• _Sayfa alıntısı_:
■ ■ ■ ■ ■
Davacı, 10.11.1985-15.7.2008 tarihleri arasında Bağ-Kur sigortalısı olduğunun ve 1.8.2008 tarihinden itibaren yaşlılık aylığı almaya hak kazandığının tespitine karar verilmesini istemiştir.
Mahkeme ilamında belirtildiği şekilde, isteğin kabulüne karar vermiştir.
Hükmün davalı vekili tarafından temyiz edilmesi üzerine temyiz isteğinin süresinde olduğu anlaşıldıktan ve Tetkik Hakimi tarafından düzenlenen raporla dosyadaki kağıtlar okunduktan sonra işin gereği düşünüldü ve aşağıdaki karar tesbit edildi.
Dava, davacının 10.11.1985-15.07.2008 tarihleri arasında 1479 sayılı Yasaya tabi Bağ-kur sigortalısı olduğunun tespitiyle, yaşlılık aylığı isteminin reddine ilişkin Kurum işleminin iptali ve 01.08.2008 tarihinden itibaren yaşlılık aylığı bağlanması istemine ilişkindir.
Mahkemece, istemin kabulüne karar verilmiş ise de bu sonuç usul ve yasaya uygun değildir.
Dosyadaki kayıt ve belgelerden, davacının 21.1.1991 tarihli giriş bildirgesi ile 12.1.1991 tarihinden geçerli olmak üzere 1479 sayılı Yasa kapsamında zorunlu Bağ-Kur sigortalısı olarak tescilinin yapıldığı, vergi kaydının 12.1.1991-15.5.1991 tarihleri arasında, Kahveciler Esnaf Odası Kaydının 21.1.1991-25.5.1991 tarihleri arasında olduğu, Esnaf Sicil kaydının bulunmadığı, Şoförler odası kaydının ise 10.11.1985 tarihinde başlayıp devam ettiği, kurumca davacının tescil tarihinin 15.7.2008 tarihinde oda kaydına istinaden 10.11.1985 olarak değiştirildiği, 12.1.1991-15.5.1991 tarihleri arasındaki döneme ilişkin primlerin 1992 yılı af kapsamında ödediği, 10.11.1985-6.6.2008 tarihleri arası sigortalı sayılması halinde 5362 sayılı Yasa"nın geçici 3. maddesi gereğince borcunun süresinde ödendiği, Şoförler Odası defterinin 163. sayfasında 2188 sırasında M.D. isminin üzeri çizilerek H.D.yazıldığı vergi kaydıda olmadığından Hasan Doğdu ismi teyid edilemediğinden üyelik tescilinin uygun olmadığına komisyonca karar verildiği, davalı Kurumca 10.11.1985 olan tescil tarihinin iptal edilerek 12.1.1991-15.5.1991 tarihleri arasında sigortalı sayıldığı ve bu işlemin 17.2.2009 tarihinde yapıldığı, davacının 15.10.1985-15.7.2008 tarihleri arasında sigortalı sayılması halinde toplam 22 yıl 9 ay hizmetinin olduğu ve borcunun bulunmadığı, aylık tahsis talebinin davalı Kurumca 1479 sayılı Yasa"ya tabi hizmetin 4 ay 3 gün 506 sayılı Yasaya tabi 2 ay 25 gün hizmetiyle birlikte toplam 6 ay 28 gün olması ve 15 tam yıl dolmadığından reddedildiği anlaşılmakadır.
■ ■ ■ ■ ■
• _Yapılacak iş 1_: Sayfa alıntısında "Davacı, 10.11.1985-15.7.2008 tarihleri" sözlerinin yer aldığı yerden başlayın ve "kabulüne karar vermiştir." sözlerinden sonra durarak aradaki bölümü aynen yazın.
• _Yapılacak iş 2_:
Sayfa alıntısına göre şu soruları yanıtlayın:
(a) Davacı, hangi tarihten itibaren yaşlılık aylığı almaya hak kazandığının tespitini istemiştir?
(b) Hüküm kim tarafından temyiz edilmiştir?
(c) Davalı Kurumun 10.11.1985 olan tescil tarihini iptal ettiği işlem hangi tarihte yapılmıştır?
■ ■ ■ ■ ■
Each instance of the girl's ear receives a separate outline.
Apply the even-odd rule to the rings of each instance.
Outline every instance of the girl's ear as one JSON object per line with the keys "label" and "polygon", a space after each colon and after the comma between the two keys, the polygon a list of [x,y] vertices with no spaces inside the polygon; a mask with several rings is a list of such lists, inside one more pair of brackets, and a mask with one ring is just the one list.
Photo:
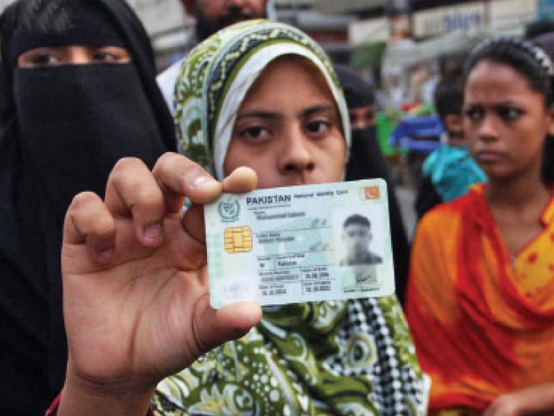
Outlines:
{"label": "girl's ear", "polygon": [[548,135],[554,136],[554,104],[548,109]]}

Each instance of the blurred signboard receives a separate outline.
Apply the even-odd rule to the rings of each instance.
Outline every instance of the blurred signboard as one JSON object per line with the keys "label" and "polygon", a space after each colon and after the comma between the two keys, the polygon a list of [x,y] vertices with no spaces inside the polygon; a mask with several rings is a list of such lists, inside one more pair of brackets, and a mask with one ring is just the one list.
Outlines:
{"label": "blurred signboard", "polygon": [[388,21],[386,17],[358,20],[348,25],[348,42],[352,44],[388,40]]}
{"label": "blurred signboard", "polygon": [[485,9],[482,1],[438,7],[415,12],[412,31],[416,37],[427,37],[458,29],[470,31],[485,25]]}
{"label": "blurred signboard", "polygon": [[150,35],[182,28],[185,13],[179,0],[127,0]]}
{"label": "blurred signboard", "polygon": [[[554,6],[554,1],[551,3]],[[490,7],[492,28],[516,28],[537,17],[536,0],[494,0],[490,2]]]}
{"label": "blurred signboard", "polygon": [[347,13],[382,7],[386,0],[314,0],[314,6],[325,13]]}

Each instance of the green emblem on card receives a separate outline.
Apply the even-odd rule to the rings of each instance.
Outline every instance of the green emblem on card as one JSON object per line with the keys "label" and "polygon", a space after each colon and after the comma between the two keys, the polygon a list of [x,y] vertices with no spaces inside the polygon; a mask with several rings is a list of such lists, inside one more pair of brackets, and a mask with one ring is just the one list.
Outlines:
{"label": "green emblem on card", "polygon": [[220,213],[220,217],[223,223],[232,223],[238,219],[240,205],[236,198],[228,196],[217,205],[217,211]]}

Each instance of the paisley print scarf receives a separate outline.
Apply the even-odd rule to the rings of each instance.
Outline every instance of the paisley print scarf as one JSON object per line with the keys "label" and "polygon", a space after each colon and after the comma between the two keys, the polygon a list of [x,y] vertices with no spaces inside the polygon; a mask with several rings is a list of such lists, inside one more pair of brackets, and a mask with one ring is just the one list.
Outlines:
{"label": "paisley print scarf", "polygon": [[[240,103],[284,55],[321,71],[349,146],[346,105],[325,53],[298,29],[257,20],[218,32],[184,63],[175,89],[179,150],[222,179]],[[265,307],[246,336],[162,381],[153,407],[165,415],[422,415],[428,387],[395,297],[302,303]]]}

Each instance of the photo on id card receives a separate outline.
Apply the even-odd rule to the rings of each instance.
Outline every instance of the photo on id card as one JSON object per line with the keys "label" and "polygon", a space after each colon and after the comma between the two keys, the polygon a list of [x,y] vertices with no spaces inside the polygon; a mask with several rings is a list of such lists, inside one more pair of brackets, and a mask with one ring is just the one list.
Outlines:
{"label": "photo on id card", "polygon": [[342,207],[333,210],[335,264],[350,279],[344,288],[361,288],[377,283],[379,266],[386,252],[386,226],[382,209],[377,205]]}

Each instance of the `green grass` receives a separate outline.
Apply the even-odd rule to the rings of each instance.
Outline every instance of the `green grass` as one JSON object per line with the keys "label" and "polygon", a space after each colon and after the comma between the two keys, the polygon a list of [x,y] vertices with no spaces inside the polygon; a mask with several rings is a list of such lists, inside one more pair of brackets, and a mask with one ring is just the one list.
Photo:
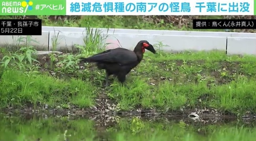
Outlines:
■ ■ ■ ■ ■
• _Doğru yanıt 1_:
Davacı, 10.11.1985-15.7.2008 tarihleri arasında Bağ-Kur sigortalısı olduğunun ve 1.8.2008 tarihinden itibaren yaşlılık aylığı almaya hak kazandığının tespitine karar verilmesini istemiştir.
Mahkeme ilamında belirtildiği şekilde, isteğin kabulüne karar vermiştir.

• _Doğru yanıt 2_:
(a) 1.8.2008
(b) Davalı vekili
(c) 17.2.2009